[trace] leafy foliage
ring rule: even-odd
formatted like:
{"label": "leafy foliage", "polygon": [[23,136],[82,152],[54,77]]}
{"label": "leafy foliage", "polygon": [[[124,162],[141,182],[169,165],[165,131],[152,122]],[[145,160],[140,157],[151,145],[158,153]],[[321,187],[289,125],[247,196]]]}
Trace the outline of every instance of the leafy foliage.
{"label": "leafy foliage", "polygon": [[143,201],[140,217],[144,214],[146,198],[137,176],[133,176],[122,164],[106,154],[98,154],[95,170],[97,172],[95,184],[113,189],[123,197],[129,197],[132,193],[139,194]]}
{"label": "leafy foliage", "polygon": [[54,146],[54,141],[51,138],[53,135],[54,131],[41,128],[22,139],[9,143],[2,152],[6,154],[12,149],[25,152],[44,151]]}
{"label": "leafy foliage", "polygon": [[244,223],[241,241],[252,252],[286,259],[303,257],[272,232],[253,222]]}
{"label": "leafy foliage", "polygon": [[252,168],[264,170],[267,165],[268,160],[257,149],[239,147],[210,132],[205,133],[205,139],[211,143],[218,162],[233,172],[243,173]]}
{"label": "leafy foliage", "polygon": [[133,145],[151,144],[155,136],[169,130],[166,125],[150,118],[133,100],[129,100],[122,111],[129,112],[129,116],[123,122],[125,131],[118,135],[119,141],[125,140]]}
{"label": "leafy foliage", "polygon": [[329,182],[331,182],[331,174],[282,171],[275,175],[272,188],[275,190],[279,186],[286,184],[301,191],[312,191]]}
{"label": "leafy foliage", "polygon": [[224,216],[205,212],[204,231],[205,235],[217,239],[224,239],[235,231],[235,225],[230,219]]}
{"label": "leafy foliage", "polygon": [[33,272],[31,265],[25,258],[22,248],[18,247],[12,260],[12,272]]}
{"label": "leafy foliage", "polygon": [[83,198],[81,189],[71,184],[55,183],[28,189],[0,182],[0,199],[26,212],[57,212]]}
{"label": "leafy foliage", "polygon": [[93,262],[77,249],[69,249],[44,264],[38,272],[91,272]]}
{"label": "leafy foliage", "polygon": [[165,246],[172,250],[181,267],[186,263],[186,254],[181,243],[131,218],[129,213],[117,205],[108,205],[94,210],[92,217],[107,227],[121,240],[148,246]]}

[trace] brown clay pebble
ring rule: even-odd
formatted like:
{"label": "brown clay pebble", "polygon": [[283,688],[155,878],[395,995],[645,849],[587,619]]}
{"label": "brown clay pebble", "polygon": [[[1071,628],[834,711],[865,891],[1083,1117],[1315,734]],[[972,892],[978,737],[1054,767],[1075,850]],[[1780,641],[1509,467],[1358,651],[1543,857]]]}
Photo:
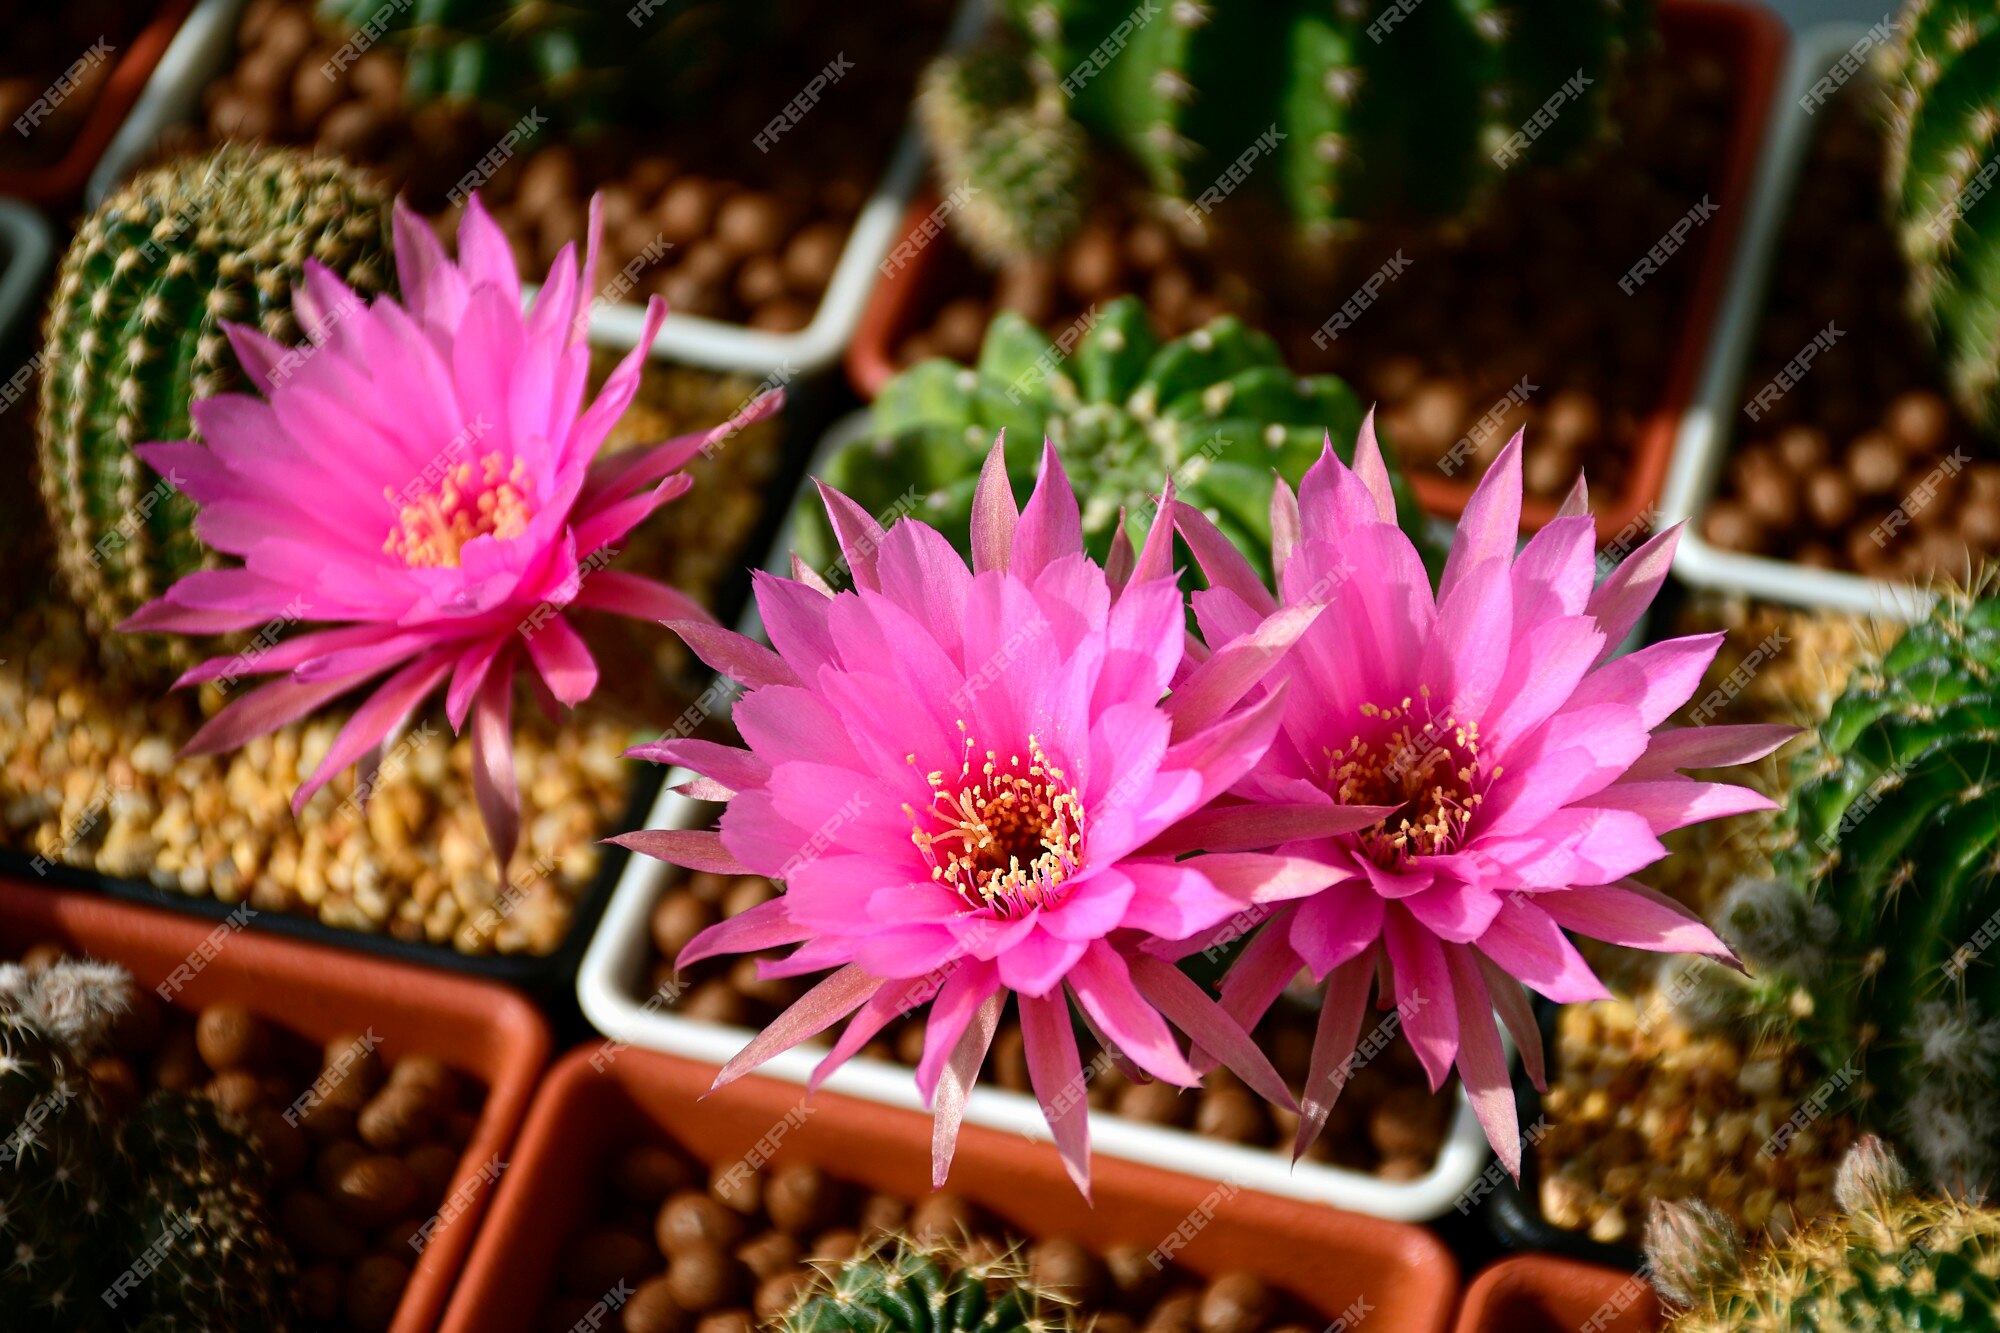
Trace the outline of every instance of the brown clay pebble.
{"label": "brown clay pebble", "polygon": [[1951,408],[1937,394],[1912,389],[1896,395],[1882,421],[1912,453],[1930,453],[1944,444]]}
{"label": "brown clay pebble", "polygon": [[813,1237],[807,1247],[806,1257],[815,1261],[838,1263],[861,1253],[861,1237],[846,1227],[835,1231],[823,1231]]}
{"label": "brown clay pebble", "polygon": [[664,1275],[638,1285],[632,1299],[624,1303],[620,1321],[626,1333],[688,1333],[694,1323],[688,1311],[680,1309]]}
{"label": "brown clay pebble", "polygon": [[780,260],[785,281],[801,296],[817,296],[833,279],[840,252],[847,244],[847,228],[837,222],[814,222],[801,227],[785,246]]}
{"label": "brown clay pebble", "polygon": [[1118,236],[1108,227],[1084,229],[1063,256],[1063,283],[1077,299],[1109,296],[1118,285]]}
{"label": "brown clay pebble", "polygon": [[986,336],[989,315],[985,302],[977,297],[961,296],[947,304],[938,312],[937,323],[931,326],[938,351],[954,361],[975,360],[980,341]]}
{"label": "brown clay pebble", "polygon": [[340,1173],[332,1199],[356,1226],[379,1227],[416,1203],[417,1178],[402,1158],[377,1153]]}
{"label": "brown clay pebble", "polygon": [[312,1144],[306,1141],[305,1131],[285,1119],[285,1113],[272,1106],[260,1106],[249,1116],[250,1138],[256,1145],[258,1156],[271,1168],[271,1179],[280,1185],[288,1184],[306,1169],[306,1159],[312,1156]]}
{"label": "brown clay pebble", "polygon": [[1833,468],[1806,477],[1806,512],[1822,528],[1840,528],[1854,517],[1854,483]]}
{"label": "brown clay pebble", "polygon": [[1089,1309],[1097,1304],[1104,1266],[1083,1246],[1058,1236],[1028,1251],[1028,1273],[1051,1295]]}
{"label": "brown clay pebble", "polygon": [[114,1116],[124,1115],[139,1104],[144,1095],[139,1087],[139,1075],[126,1061],[115,1055],[100,1055],[85,1067],[90,1075],[90,1086],[104,1099]]}
{"label": "brown clay pebble", "polygon": [[674,1299],[664,1276],[640,1283],[619,1318],[625,1333],[688,1333],[694,1323]]}
{"label": "brown clay pebble", "polygon": [[750,312],[750,327],[770,333],[797,333],[812,323],[813,308],[804,301],[784,297],[766,301]]}
{"label": "brown clay pebble", "polygon": [[410,1266],[386,1254],[371,1254],[347,1275],[347,1322],[360,1333],[377,1333],[396,1318],[403,1288],[410,1283]]}
{"label": "brown clay pebble", "polygon": [[264,1087],[247,1069],[228,1069],[208,1081],[208,1099],[231,1115],[247,1116],[264,1101]]}
{"label": "brown clay pebble", "polygon": [[2000,546],[2000,499],[1975,495],[1959,511],[1959,532],[1981,550]]}
{"label": "brown clay pebble", "polygon": [[339,1264],[314,1264],[299,1274],[299,1310],[316,1324],[332,1323],[340,1318],[340,1296],[347,1286],[347,1275],[340,1271]]}
{"label": "brown clay pebble", "polygon": [[320,1052],[320,1068],[328,1084],[325,1095],[358,1111],[382,1086],[380,1043],[372,1032],[343,1032]]}
{"label": "brown clay pebble", "polygon": [[1152,1254],[1137,1245],[1114,1245],[1106,1250],[1104,1271],[1118,1293],[1119,1304],[1134,1310],[1151,1305],[1164,1280]]}
{"label": "brown clay pebble", "polygon": [[278,1230],[306,1257],[347,1262],[368,1249],[361,1233],[340,1220],[333,1205],[311,1190],[292,1190],[278,1202]]}
{"label": "brown clay pebble", "polygon": [[151,991],[135,988],[131,1005],[112,1021],[112,1049],[127,1059],[136,1059],[158,1046],[164,1010]]}
{"label": "brown clay pebble", "polygon": [[1183,1096],[1181,1089],[1158,1079],[1151,1083],[1133,1083],[1118,1094],[1118,1114],[1156,1125],[1179,1124],[1200,1098],[1198,1092]]}
{"label": "brown clay pebble", "polygon": [[761,875],[738,875],[722,891],[722,915],[739,917],[760,903],[777,897],[771,881]]}
{"label": "brown clay pebble", "polygon": [[1384,1157],[1422,1157],[1437,1151],[1450,1103],[1422,1088],[1402,1087],[1375,1105],[1368,1139]]}
{"label": "brown clay pebble", "polygon": [[22,970],[30,974],[36,972],[46,972],[51,967],[54,967],[57,963],[60,963],[62,960],[63,960],[62,945],[51,944],[47,940],[44,940],[39,944],[29,945],[27,949],[22,952],[21,967]]}
{"label": "brown clay pebble", "polygon": [[691,1188],[694,1183],[694,1168],[685,1157],[652,1143],[625,1153],[611,1173],[611,1187],[620,1198],[648,1208],[658,1205],[669,1194]]}
{"label": "brown clay pebble", "polygon": [[347,1174],[347,1168],[368,1155],[367,1146],[352,1139],[329,1143],[320,1150],[319,1156],[313,1159],[313,1180],[330,1198],[334,1188],[339,1185],[340,1178]]}
{"label": "brown clay pebble", "polygon": [[410,1174],[417,1178],[419,1207],[436,1207],[458,1174],[459,1153],[442,1143],[420,1143],[403,1154]]}
{"label": "brown clay pebble", "polygon": [[653,909],[653,947],[672,962],[688,941],[715,924],[715,913],[691,893],[669,893]]}
{"label": "brown clay pebble", "polygon": [[799,1242],[782,1231],[766,1231],[736,1247],[736,1258],[758,1281],[798,1267],[804,1256]]}
{"label": "brown clay pebble", "polygon": [[1146,1333],[1194,1333],[1195,1314],[1201,1297],[1192,1291],[1177,1291],[1158,1302],[1140,1325]]}
{"label": "brown clay pebble", "polygon": [[635,1283],[659,1270],[659,1250],[616,1227],[594,1227],[577,1236],[562,1264],[563,1282],[579,1296]]}
{"label": "brown clay pebble", "polygon": [[973,1230],[972,1205],[956,1194],[933,1194],[910,1214],[910,1236],[926,1244],[962,1240]]}
{"label": "brown clay pebble", "polygon": [[352,1139],[356,1119],[352,1109],[325,1098],[307,1101],[299,1107],[299,1128],[315,1143],[339,1143]]}
{"label": "brown clay pebble", "polygon": [[354,1122],[355,1132],[371,1148],[398,1152],[415,1147],[436,1128],[433,1098],[423,1088],[394,1078],[368,1099]]}
{"label": "brown clay pebble", "polygon": [[1257,1333],[1277,1300],[1253,1273],[1224,1273],[1201,1294],[1195,1324],[1201,1333]]}
{"label": "brown clay pebble", "polygon": [[679,1008],[683,1018],[703,1023],[741,1023],[750,1012],[743,997],[720,977],[704,981],[689,991]]}
{"label": "brown clay pebble", "polygon": [[736,299],[744,305],[762,305],[784,294],[785,272],[771,255],[751,255],[736,272]]}
{"label": "brown clay pebble", "polygon": [[1090,1321],[1090,1333],[1139,1333],[1139,1325],[1129,1314],[1108,1310]]}
{"label": "brown clay pebble", "polygon": [[794,1236],[809,1236],[832,1222],[839,1202],[826,1172],[811,1162],[792,1162],[771,1172],[764,1186],[764,1211]]}
{"label": "brown clay pebble", "polygon": [[1717,500],[1702,515],[1701,530],[1724,550],[1755,551],[1764,544],[1764,525],[1735,500]]}
{"label": "brown clay pebble", "polygon": [[194,1034],[185,1029],[168,1034],[153,1062],[153,1082],[169,1092],[193,1092],[207,1080]]}
{"label": "brown clay pebble", "polygon": [[1863,495],[1887,495],[1903,479],[1903,455],[1896,442],[1870,431],[1847,447],[1847,474]]}
{"label": "brown clay pebble", "polygon": [[682,1308],[703,1314],[742,1299],[744,1276],[734,1256],[714,1245],[692,1245],[668,1261],[667,1290]]}
{"label": "brown clay pebble", "polygon": [[1241,1088],[1210,1088],[1195,1109],[1194,1129],[1231,1143],[1262,1143],[1270,1137],[1271,1121],[1263,1103]]}
{"label": "brown clay pebble", "polygon": [[759,1282],[756,1299],[750,1303],[757,1322],[768,1324],[798,1304],[799,1293],[812,1285],[812,1277],[809,1269],[794,1268]]}
{"label": "brown clay pebble", "polygon": [[755,1217],[764,1204],[764,1172],[744,1171],[736,1162],[718,1165],[709,1172],[708,1194],[725,1208]]}
{"label": "brown clay pebble", "polygon": [[406,1055],[396,1061],[389,1069],[389,1086],[420,1090],[440,1112],[458,1102],[458,1076],[434,1055]]}
{"label": "brown clay pebble", "polygon": [[704,1316],[694,1333],[757,1333],[757,1325],[748,1310],[724,1310]]}
{"label": "brown clay pebble", "polygon": [[210,1069],[242,1069],[256,1064],[270,1049],[271,1034],[264,1020],[234,1002],[211,1004],[195,1020],[195,1046]]}
{"label": "brown clay pebble", "polygon": [[[952,1201],[953,1204],[957,1200]],[[893,1194],[871,1194],[861,1205],[861,1214],[856,1219],[863,1236],[890,1235],[901,1231],[910,1221],[910,1205]]]}
{"label": "brown clay pebble", "polygon": [[784,206],[768,194],[735,195],[715,215],[715,238],[733,254],[768,255],[784,237]]}
{"label": "brown clay pebble", "polygon": [[683,1190],[661,1205],[653,1239],[670,1258],[704,1245],[733,1246],[743,1239],[743,1216],[706,1194]]}
{"label": "brown clay pebble", "polygon": [[1804,476],[1826,462],[1826,432],[1812,426],[1787,426],[1778,432],[1778,461]]}

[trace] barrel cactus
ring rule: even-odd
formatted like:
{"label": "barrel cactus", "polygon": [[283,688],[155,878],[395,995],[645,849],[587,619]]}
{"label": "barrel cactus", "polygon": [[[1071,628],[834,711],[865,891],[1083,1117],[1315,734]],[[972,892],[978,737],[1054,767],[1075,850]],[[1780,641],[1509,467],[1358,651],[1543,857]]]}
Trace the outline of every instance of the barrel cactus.
{"label": "barrel cactus", "polygon": [[1996,744],[2000,598],[1946,598],[1851,676],[1716,921],[1751,1012],[1962,1190],[2000,1179]]}
{"label": "barrel cactus", "polygon": [[[1143,543],[1171,478],[1268,577],[1272,475],[1297,485],[1329,433],[1351,455],[1362,418],[1353,391],[1332,375],[1293,374],[1270,338],[1231,316],[1162,344],[1133,297],[1061,336],[1067,355],[1002,312],[977,366],[926,361],[885,386],[870,436],[836,453],[821,479],[885,519],[916,513],[969,550],[972,492],[994,436],[1046,436],[1076,487],[1096,558],[1108,554],[1121,513],[1134,546]],[[1039,454],[1008,457],[1025,502]],[[1421,532],[1422,514],[1390,462],[1403,527]],[[825,568],[838,548],[823,513],[802,503],[797,517],[800,558]]]}
{"label": "barrel cactus", "polygon": [[41,488],[64,584],[128,660],[192,665],[178,636],[107,632],[219,560],[195,533],[193,503],[132,446],[198,439],[193,400],[251,387],[223,321],[301,340],[292,294],[306,260],[364,296],[382,291],[388,225],[387,196],[359,172],[241,146],[143,172],[84,221],[49,307]]}
{"label": "barrel cactus", "polygon": [[103,1105],[80,1062],[27,1016],[0,1014],[0,1309],[36,1327],[94,1327],[84,1257],[105,1239]]}
{"label": "barrel cactus", "polygon": [[[622,120],[650,123],[634,118],[716,82],[741,49],[742,23],[761,8],[713,0],[320,0],[319,15],[350,38],[331,57],[335,66],[375,40],[393,44],[412,104],[467,106],[496,124],[546,114],[565,131],[588,133]],[[370,40],[356,39],[361,33]]]}
{"label": "barrel cactus", "polygon": [[1669,1333],[2000,1328],[2000,1212],[1919,1197],[1873,1138],[1834,1194],[1839,1213],[1755,1254],[1714,1209],[1656,1202],[1646,1255]]}
{"label": "barrel cactus", "polygon": [[[1651,20],[1645,0],[1005,10],[1002,41],[1029,44],[1034,80],[1170,205],[1200,221],[1254,179],[1308,234],[1451,216],[1517,162],[1596,139]],[[950,145],[934,146],[949,172]]]}
{"label": "barrel cactus", "polygon": [[1058,1333],[1062,1314],[1010,1257],[893,1240],[823,1274],[772,1333]]}
{"label": "barrel cactus", "polygon": [[1885,58],[1888,203],[1910,304],[1937,338],[1968,416],[2000,432],[2000,13],[1972,0],[1906,4]]}

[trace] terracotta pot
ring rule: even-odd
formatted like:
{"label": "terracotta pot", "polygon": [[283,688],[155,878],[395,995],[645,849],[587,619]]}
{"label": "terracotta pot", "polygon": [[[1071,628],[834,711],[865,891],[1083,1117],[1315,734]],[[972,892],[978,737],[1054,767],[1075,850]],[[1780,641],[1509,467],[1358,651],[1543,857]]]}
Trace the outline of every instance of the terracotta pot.
{"label": "terracotta pot", "polygon": [[[807,1161],[868,1188],[921,1198],[930,1190],[931,1123],[919,1112],[751,1075],[703,1097],[715,1066],[613,1045],[560,1061],[521,1133],[490,1224],[445,1314],[448,1333],[526,1329],[555,1280],[562,1238],[591,1220],[594,1182],[641,1133],[665,1133],[710,1164],[735,1161],[765,1135],[774,1161]],[[801,1113],[801,1108],[809,1108]],[[782,1133],[772,1133],[782,1128]],[[767,1149],[769,1145],[766,1145]],[[1093,1248],[1151,1249],[1201,1217],[1215,1182],[1100,1157],[1095,1206],[1078,1197],[1053,1146],[965,1126],[950,1189],[1014,1232],[1081,1235]],[[1370,1333],[1442,1333],[1457,1266],[1431,1233],[1314,1204],[1243,1191],[1174,1255],[1202,1273],[1248,1270],[1331,1322],[1366,1304]]]}
{"label": "terracotta pot", "polygon": [[1615,1268],[1526,1254],[1473,1280],[1457,1333],[1650,1333],[1660,1302],[1646,1280]]}
{"label": "terracotta pot", "polygon": [[0,947],[13,953],[44,940],[121,963],[142,986],[169,983],[178,1008],[233,1000],[318,1042],[373,1028],[387,1058],[436,1055],[483,1083],[479,1126],[445,1193],[466,1205],[440,1214],[389,1326],[436,1327],[493,1193],[481,1168],[506,1160],[548,1060],[548,1027],[527,1001],[483,982],[0,880]]}
{"label": "terracotta pot", "polygon": [[[124,50],[114,55],[111,76],[97,95],[97,101],[83,119],[76,138],[63,155],[44,167],[24,171],[0,171],[0,195],[14,195],[38,204],[67,204],[83,193],[97,160],[110,146],[111,137],[125,123],[139,94],[153,77],[153,67],[166,54],[167,44],[180,31],[194,0],[163,0],[154,7],[153,19],[139,29]],[[25,21],[25,16],[21,21]]]}
{"label": "terracotta pot", "polygon": [[[1648,514],[1659,499],[1681,415],[1694,397],[1695,381],[1722,305],[1739,221],[1763,145],[1766,105],[1777,86],[1789,40],[1785,24],[1776,14],[1745,0],[1663,0],[1660,30],[1674,53],[1713,55],[1728,64],[1737,101],[1728,149],[1712,192],[1718,202],[1716,217],[1702,229],[1707,235],[1700,241],[1701,267],[1687,313],[1660,381],[1659,400],[1640,424],[1625,488],[1615,500],[1600,503],[1597,510],[1600,540],[1624,531]],[[911,203],[904,236],[914,240],[918,227],[929,220],[937,204],[937,196],[929,191]],[[939,274],[938,249],[926,244],[908,263],[876,284],[847,350],[847,375],[863,398],[872,400],[896,373],[891,353],[924,309]],[[1412,475],[1410,483],[1424,508],[1445,518],[1458,517],[1472,498],[1472,482],[1454,481],[1429,469]],[[1524,530],[1539,528],[1555,515],[1554,503],[1530,496],[1521,506],[1521,526]]]}

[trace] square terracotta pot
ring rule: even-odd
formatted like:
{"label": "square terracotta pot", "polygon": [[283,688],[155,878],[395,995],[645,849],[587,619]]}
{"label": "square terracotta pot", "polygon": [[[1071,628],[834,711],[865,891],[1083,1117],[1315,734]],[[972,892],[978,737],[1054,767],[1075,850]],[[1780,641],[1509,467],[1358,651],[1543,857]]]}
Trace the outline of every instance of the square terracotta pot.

-=-=-

▶ **ASSIGNED TASK**: Copy all lines from the material above that hold the word "square".

▶ **EXERCISE RESPONSE**:
[trace] square terracotta pot
{"label": "square terracotta pot", "polygon": [[283,688],[155,878],[395,995],[645,849],[587,619]]}
{"label": "square terracotta pot", "polygon": [[[1071,628],[834,711],[865,891],[1083,1117],[1315,734]],[[972,892],[978,737],[1054,767],[1075,850]],[[1780,641],[1509,467],[1358,651],[1543,857]]]}
Trace the outline of every instance of the square terracotta pot.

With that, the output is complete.